AIM
Copy the records below word for word, starting at the line that contains "Every instance of the flower-covered" and continuing through the last line of the records.
********
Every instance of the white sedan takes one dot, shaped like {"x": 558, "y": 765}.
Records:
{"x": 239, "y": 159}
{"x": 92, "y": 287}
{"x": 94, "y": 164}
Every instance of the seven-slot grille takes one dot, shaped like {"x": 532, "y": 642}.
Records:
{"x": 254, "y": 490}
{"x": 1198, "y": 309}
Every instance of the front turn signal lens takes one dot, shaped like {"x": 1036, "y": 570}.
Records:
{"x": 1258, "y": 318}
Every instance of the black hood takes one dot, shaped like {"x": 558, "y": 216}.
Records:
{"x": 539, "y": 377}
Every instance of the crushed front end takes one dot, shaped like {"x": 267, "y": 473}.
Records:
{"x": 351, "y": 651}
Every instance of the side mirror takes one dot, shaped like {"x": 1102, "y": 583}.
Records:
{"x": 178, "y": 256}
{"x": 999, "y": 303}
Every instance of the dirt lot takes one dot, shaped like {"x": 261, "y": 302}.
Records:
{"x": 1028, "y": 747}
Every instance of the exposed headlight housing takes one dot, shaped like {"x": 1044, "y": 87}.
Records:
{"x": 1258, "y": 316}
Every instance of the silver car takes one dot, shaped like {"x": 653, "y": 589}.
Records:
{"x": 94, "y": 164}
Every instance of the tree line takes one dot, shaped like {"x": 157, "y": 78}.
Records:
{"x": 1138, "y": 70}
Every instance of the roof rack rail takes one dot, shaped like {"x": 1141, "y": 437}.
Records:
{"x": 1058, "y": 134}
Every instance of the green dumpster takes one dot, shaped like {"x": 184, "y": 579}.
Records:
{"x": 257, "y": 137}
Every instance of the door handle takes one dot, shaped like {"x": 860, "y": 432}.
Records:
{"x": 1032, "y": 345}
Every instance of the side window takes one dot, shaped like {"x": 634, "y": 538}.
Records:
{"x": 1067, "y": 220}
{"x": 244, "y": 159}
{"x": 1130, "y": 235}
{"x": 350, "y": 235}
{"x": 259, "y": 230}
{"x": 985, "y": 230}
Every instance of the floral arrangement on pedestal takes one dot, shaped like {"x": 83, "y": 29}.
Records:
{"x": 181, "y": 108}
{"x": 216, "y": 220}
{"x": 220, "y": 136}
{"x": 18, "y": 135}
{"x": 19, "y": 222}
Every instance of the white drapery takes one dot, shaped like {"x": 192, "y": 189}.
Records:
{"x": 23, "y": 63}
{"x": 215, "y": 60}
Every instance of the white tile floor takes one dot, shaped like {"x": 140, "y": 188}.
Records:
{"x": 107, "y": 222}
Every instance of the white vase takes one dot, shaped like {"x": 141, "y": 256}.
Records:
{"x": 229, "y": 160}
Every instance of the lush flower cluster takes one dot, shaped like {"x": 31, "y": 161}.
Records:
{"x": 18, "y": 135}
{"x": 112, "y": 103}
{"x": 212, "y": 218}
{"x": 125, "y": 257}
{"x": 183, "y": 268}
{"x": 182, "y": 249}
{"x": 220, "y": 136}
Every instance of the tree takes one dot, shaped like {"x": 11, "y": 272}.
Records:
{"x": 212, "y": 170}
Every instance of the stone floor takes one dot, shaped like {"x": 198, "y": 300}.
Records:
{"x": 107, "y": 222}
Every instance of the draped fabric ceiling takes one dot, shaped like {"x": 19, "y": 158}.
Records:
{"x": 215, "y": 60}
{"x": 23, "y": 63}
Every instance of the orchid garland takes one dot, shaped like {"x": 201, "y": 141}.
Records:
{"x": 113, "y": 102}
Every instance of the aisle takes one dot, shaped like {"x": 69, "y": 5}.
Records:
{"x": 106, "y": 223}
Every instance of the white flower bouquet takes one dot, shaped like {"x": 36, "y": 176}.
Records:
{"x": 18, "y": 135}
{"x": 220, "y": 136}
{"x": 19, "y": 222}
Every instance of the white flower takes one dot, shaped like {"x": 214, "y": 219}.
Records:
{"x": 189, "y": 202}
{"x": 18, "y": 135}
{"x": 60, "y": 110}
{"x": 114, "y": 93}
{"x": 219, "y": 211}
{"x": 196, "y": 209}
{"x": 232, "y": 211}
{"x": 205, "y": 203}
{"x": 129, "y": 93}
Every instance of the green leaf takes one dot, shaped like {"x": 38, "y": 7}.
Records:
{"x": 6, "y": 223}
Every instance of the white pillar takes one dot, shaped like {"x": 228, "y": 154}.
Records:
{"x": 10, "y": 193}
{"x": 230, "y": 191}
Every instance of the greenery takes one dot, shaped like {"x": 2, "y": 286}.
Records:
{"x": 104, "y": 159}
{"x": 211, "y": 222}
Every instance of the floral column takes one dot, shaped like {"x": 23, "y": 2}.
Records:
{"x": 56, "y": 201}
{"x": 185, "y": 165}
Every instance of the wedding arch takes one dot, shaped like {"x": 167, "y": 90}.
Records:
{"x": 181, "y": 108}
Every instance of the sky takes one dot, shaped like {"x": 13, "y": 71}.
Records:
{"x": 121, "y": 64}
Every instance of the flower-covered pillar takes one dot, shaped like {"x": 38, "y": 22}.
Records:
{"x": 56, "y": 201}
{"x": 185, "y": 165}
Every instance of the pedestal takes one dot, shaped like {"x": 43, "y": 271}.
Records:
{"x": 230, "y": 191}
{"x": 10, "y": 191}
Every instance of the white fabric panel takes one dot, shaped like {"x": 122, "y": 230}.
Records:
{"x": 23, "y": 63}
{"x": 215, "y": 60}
********
PROBLEM SOLUTION
Every instance of the flower-covered pillar takes one dot, shaped like {"x": 38, "y": 22}.
Records:
{"x": 56, "y": 201}
{"x": 185, "y": 165}
Every instance of the pedestal takes one dot, shaped like {"x": 43, "y": 271}.
Records:
{"x": 230, "y": 191}
{"x": 10, "y": 191}
Every instance of the white fabric panel takes one dot, shaped like {"x": 122, "y": 230}.
Records:
{"x": 23, "y": 63}
{"x": 215, "y": 60}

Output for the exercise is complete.